Document extract »
---*---
Message-ID: <4A40AF2A.3050509@gmail.com>
Date: Tue, 23 Jun 2009 12:32:10 +0200
From: Eric Dumazet <eric.dumazet@gmail.com>
User-Agent: Thunderbird 2.0.0.21 (Windows/20090302)
MIME-Version: 1.0
To: Jiri Olsa <jolsa@redhat.com>
CC: netdev@vger.kernel.org, linux-kernel@vger.kernel.org, fbl@redhat.com,
       nhorman@redhat.com, davem@redhat.com, oleg@redhat.com
Subject: Re: [RFC] tcp: race in receive part
References: <20090618102727.GC3782@jolsa.lab.eng.brq.redhat.com> <4A3A49F2.6060705@gmail.com> <20090623091257.GA4850@jolsa.lab.eng.brq.redhat.com>
In-Reply-To: <20090623091257.GA4850@jolsa.lab.eng.brq.redhat.com>
Content-Type: text/plain; charset=UTF-8
Content-Transfer-Encoding: 8bit
Sender: linux-kernel-owner@vger.kernel.org
Content-Length: 8590
Lines: 249

Jiri Olsa a écrit :
> Hi,
> 
> thanks for an answer, and sorry for my late reply,
> we needed the cust permission to disclose the debug data.
---*---
Entries drawn from a collection
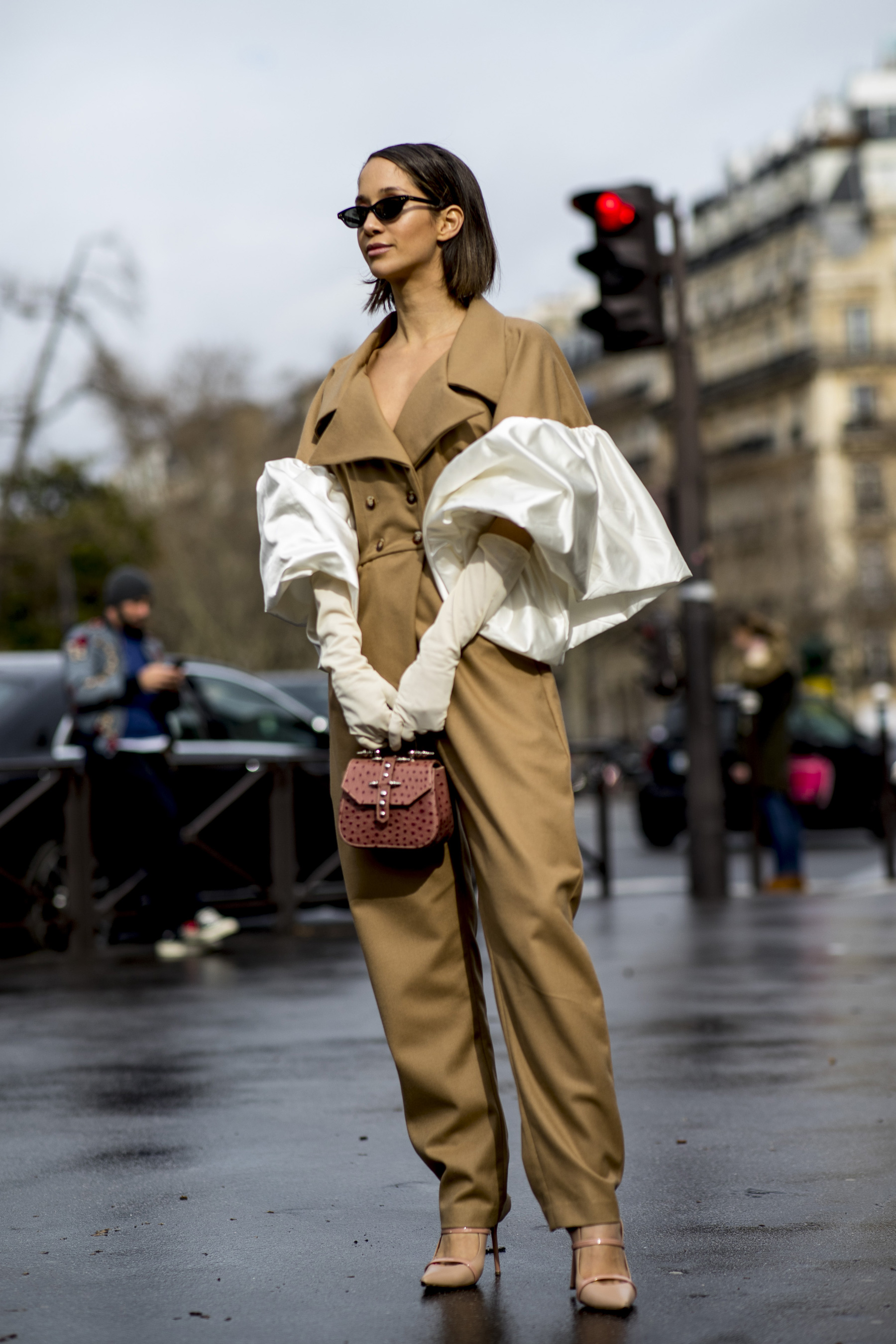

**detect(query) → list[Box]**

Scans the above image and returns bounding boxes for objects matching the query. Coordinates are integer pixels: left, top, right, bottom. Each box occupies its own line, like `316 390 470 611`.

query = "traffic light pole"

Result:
665 202 728 900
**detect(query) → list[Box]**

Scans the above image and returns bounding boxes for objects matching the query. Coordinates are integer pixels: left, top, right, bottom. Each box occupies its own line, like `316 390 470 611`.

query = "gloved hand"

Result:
388 532 529 751
312 572 398 749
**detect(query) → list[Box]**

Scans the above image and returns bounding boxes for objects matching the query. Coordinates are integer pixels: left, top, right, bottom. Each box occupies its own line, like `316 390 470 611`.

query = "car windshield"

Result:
0 679 33 715
190 676 316 747
266 672 329 719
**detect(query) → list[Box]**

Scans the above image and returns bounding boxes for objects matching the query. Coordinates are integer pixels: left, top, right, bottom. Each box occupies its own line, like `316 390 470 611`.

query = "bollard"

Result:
871 681 896 879
739 691 762 891
595 765 618 900
65 766 96 961
270 765 297 933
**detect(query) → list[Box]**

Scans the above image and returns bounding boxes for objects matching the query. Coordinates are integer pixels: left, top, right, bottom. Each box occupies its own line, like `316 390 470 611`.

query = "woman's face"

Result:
354 159 463 291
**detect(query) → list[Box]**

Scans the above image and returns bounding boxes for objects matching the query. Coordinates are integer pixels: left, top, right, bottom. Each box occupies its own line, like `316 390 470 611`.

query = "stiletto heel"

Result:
569 1223 638 1312
421 1227 501 1288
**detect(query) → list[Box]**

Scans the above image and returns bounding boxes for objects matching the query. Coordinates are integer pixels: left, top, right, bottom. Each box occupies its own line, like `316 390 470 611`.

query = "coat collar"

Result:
309 298 506 466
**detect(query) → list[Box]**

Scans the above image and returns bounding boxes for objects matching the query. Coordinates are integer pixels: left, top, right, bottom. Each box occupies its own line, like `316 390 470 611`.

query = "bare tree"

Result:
0 234 137 502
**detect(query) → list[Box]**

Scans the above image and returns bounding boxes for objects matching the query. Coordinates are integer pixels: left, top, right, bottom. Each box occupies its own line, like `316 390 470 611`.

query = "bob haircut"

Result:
364 144 498 313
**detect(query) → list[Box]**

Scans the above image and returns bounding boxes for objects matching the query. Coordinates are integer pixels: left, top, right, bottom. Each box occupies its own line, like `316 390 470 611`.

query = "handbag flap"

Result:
342 757 437 808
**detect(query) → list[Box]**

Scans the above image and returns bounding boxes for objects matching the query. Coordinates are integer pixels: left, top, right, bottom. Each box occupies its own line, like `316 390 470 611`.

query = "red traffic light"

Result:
594 191 635 234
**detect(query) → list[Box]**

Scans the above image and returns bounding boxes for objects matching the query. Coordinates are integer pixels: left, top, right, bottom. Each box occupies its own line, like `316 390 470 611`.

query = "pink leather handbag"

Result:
338 751 454 849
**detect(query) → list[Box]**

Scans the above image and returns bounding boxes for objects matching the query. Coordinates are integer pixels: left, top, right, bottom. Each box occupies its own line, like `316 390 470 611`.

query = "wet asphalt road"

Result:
0 790 896 1344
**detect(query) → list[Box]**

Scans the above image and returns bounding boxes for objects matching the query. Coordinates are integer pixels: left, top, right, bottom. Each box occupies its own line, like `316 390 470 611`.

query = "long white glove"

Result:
312 572 396 747
388 532 529 751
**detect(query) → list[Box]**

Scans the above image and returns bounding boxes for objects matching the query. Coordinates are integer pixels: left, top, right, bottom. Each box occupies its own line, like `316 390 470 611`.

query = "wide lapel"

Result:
395 298 506 466
309 298 506 466
308 315 410 466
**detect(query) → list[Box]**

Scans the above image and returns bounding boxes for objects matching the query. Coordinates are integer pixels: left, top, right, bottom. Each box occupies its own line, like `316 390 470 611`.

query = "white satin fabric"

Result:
258 415 690 664
423 415 690 664
255 457 357 649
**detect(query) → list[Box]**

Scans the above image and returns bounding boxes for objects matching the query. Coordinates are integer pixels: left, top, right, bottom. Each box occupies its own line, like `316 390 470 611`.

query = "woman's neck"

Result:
392 266 466 349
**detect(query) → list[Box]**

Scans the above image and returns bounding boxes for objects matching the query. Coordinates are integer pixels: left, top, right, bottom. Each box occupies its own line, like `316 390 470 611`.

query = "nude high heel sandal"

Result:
569 1223 638 1312
421 1227 501 1288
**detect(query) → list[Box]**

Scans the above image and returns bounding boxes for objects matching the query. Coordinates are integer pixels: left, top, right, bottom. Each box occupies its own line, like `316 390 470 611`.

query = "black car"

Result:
638 687 883 848
0 652 345 954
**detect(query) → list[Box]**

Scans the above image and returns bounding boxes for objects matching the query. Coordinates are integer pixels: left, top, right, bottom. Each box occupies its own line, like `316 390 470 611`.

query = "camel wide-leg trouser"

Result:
331 572 622 1229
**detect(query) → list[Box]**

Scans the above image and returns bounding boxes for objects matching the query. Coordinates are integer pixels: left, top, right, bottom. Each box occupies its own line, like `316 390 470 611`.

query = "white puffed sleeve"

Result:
256 457 357 632
423 415 690 664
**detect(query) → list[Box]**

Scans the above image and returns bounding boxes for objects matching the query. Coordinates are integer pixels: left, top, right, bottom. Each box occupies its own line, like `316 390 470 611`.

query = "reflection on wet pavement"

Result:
0 859 896 1344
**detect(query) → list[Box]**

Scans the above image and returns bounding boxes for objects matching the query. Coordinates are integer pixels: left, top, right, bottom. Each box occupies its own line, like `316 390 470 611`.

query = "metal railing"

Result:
0 742 340 960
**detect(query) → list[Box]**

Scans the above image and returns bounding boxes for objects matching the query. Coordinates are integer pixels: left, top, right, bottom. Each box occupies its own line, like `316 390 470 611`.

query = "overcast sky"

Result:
0 0 896 462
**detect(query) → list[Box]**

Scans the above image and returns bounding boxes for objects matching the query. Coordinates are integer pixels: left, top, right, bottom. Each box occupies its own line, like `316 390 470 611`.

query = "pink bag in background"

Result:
787 757 836 808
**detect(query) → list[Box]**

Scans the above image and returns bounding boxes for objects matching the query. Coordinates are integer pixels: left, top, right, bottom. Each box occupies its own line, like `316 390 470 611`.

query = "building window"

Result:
849 386 877 425
863 630 892 681
846 308 871 355
858 106 896 140
853 462 887 513
856 542 890 603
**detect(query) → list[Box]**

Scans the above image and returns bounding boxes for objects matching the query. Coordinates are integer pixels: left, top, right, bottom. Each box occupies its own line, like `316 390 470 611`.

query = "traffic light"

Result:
572 186 665 353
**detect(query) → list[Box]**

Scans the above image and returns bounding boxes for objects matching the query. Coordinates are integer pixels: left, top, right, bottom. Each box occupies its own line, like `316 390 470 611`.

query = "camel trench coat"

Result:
298 298 623 1227
296 298 591 685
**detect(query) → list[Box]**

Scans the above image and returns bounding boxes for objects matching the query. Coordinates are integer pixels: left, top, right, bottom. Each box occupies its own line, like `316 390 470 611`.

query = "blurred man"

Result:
63 566 239 961
731 613 803 893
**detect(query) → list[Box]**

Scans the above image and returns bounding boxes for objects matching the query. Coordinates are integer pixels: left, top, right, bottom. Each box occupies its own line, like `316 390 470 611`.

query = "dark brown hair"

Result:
364 144 498 313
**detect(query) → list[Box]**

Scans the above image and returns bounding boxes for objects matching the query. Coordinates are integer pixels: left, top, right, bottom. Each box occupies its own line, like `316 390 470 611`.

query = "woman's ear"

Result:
435 206 463 243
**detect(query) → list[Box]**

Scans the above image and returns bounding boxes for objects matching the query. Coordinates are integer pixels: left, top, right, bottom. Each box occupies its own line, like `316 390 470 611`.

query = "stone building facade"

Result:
542 58 896 737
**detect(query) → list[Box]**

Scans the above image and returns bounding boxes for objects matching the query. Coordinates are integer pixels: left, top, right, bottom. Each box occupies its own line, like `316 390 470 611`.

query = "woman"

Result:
731 612 803 894
259 145 688 1311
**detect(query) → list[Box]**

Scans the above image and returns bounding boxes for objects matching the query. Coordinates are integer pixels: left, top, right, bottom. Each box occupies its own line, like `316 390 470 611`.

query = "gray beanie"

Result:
102 564 152 606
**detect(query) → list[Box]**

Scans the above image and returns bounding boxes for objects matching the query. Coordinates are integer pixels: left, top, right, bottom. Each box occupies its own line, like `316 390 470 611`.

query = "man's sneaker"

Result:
180 906 239 948
156 937 203 961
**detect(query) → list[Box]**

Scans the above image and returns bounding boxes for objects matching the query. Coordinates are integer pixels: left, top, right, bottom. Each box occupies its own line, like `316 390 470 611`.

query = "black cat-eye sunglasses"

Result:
336 196 442 228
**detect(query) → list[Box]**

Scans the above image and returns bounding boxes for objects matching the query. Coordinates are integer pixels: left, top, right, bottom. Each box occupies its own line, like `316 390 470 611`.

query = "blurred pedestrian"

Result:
63 566 239 961
259 145 688 1311
731 612 803 893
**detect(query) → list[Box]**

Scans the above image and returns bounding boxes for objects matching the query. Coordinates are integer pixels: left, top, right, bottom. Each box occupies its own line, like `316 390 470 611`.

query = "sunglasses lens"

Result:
373 196 404 223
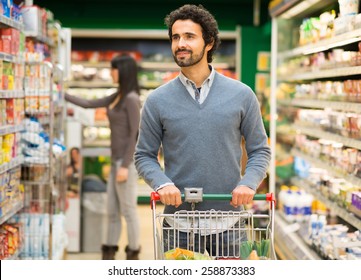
---*---
Requirements »
A. Answer these about the email:
(i) Who sent it?
(ii) What Content-Length does it give?
(iii) How many lines does it list?
B. Can you rewrite part of the email, beginning at the words "Message-ID: <4A40AF2A.3050509@gmail.com>" and stopping after "Thunderbird 2.0.0.21 (Windows/20090302)", with "Evolution" in place of "Thunderbird"?
The items are separate from the email and stand on their own.

Expected outputs »
A.
(i) Eric Dumazet
(ii) 8590
(iii) 249

B.
Message-ID: <4A40AF2A.3050509@gmail.com>
Date: Tue, 23 Jun 2009 12:32:10 +0200
From: Eric Dumazet <eric.dumazet@gmail.com>
User-Agent: Evolution 2.0.0.21 (Windows/20090302)